Location annotation dataset excerpts:
— Start —
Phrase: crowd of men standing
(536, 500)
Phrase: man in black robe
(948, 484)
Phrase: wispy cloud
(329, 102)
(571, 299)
— End —
● TASK BRIEF: Rewrite the records, replacing every "Phrase" with "Caption" and leaving everything else unchanged.

● CORRECT RESPONSE:
Caption: crowd of men standing
(536, 500)
Caption: man in black robe
(948, 484)
Caption: wispy cloud
(329, 102)
(571, 299)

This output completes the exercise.